Quoted passage =
Turning to the post Deriving and Solving the Equations of Consolidation, we first determined that the change in porosity $\Delta n$ could, for small deflections, be equated to the change in strain $\epsilon$. From this we could say that

$\Delta n = m_v \Delta \sigma_x$ (4)

The change in porosity, for a saturated soil whose voids are filled with an incompressible fluid (hopefully water) induces water flow,

${\frac {\partial }{\partial x}}q(x,t)=-{\frac {\partial }{\partial t}} {\it n}(x,t)$ (5)

where $q(x,t)$ is the flow of water out of the pores and $n(x,t)$ is the porosity as a function of position and time. The flow of water is regulated by the overall permeability of the soil, and all of this can be combined to yield

${\frac {k{\frac {\partial ^{2}}{\partial {x}^{2}}}u(x,t)}{{\it \gamma_w }}}=m_{{v}}{\frac {\partial }{\partial t}}\sigma_{{x}}(x,t)$ (6)

where $k$ is the permeability of the soil and $\gamma_w$ is the unit weight of water. Defining

$c_v = \frac{k}{m_v \gamma_w}$ (7)

and making some assumptions about the physics, we can determine the equation for consolidation as

$c_{{v}}{\frac {\partial ^{2}}{\partial {x}^{2}}}u(x,t)={\frac {\partial }{\partial t}}u(x,t)$ (8)

where \$latex u(x,t) is the pore water pressure. If we invoke the effective stress equation and solve this for the boundary and initial conditions described, we have a solution

$\sigma_{x}(x,t)=p\left(1-\frac{4}{\pi}\left(\sin(1/2\,{\frac{\pi\,x}{h}}){e^{-1/4\,{\frac{{\it c_v}\,{\pi}^{2}t}{{h}^{2}}}}}+1/3\,\sin(3/2\,{\frac{\pi\,x}{h}}){e^{-9/4\,{\frac{{\it c_v}\,{\pi}^{2}t}{{h}^{2}}}}}+1/5\,\sin(5/2\,{\frac{\pi\,x}{h}}){e^{-{\frac{25}{4}}\,{\frac{{\it c_v}\,{\pi}^{2}t}{{h}^{2}}}}}\cdots\right)\right)$ (9)

To be done =
(a) Reproduce a portion of the consolidation passage verbatim. Begin at the words "Turning to the" and stop after "m_v \Delta \sigma_x$ (4)".
(b) List every equation number that appears in parentheses in the consolidation passage.

Extracted data =
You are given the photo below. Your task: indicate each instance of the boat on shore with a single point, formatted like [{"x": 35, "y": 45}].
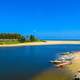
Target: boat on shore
[{"x": 64, "y": 59}]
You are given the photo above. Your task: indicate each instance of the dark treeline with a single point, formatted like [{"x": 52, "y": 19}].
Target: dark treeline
[
  {"x": 11, "y": 36},
  {"x": 17, "y": 37}
]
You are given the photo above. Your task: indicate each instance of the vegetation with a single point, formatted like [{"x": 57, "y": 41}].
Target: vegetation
[
  {"x": 32, "y": 38},
  {"x": 14, "y": 38}
]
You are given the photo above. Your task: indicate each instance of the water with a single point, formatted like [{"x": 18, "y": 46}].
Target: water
[{"x": 22, "y": 63}]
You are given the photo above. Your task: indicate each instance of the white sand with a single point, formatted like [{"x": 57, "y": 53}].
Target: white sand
[{"x": 41, "y": 43}]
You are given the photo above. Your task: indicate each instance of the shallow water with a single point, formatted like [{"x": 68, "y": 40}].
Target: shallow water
[{"x": 24, "y": 63}]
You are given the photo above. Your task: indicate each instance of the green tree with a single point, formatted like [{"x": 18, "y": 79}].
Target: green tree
[{"x": 32, "y": 38}]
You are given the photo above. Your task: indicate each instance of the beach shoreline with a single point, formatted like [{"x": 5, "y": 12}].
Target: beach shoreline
[{"x": 41, "y": 43}]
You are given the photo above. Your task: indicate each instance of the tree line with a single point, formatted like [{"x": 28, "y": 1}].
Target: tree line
[{"x": 18, "y": 37}]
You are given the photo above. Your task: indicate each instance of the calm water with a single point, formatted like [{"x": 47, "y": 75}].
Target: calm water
[{"x": 22, "y": 63}]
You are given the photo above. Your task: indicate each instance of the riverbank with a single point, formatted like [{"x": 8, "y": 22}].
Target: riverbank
[
  {"x": 66, "y": 73},
  {"x": 40, "y": 43}
]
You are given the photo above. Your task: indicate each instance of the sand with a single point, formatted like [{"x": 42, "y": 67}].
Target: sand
[{"x": 41, "y": 43}]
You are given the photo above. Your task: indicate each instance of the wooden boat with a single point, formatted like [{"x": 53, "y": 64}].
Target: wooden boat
[{"x": 56, "y": 62}]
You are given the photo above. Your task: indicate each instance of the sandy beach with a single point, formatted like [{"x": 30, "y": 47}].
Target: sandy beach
[{"x": 41, "y": 43}]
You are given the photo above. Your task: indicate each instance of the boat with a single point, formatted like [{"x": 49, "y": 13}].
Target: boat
[{"x": 56, "y": 61}]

Responses to the tasks =
(a)
Turning to the post Deriving and Solving the Equations of Consolidation, we first determined that the change in porosity $\Delta n$ could, for small deflections, be equated to the change in strain $\epsilon$. From this we could say that

$\Delta n = m_v \Delta \sigma_x$ (4)

(b) (4), (5), (6), (7), (8), (9)